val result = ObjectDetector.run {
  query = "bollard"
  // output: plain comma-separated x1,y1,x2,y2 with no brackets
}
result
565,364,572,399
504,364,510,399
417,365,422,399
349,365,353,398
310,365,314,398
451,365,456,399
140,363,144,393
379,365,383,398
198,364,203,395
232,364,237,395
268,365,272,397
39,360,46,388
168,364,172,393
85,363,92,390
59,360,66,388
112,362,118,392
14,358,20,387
========================================================================
## WHAT THE TASK REQUIRES
Return word for word the line with "with no brackets" and every line after it through the end of the records above.

## YOUR RESPONSE
  // output: plain comma-separated x1,y1,x2,y2 with no brackets
}
result
565,364,572,399
504,364,510,399
417,365,422,399
349,365,353,398
310,365,314,398
451,365,456,399
140,363,144,393
379,365,383,398
198,364,203,395
232,364,237,395
268,365,272,397
39,360,46,388
168,364,172,393
85,363,92,390
59,360,66,388
112,362,118,392
14,358,20,387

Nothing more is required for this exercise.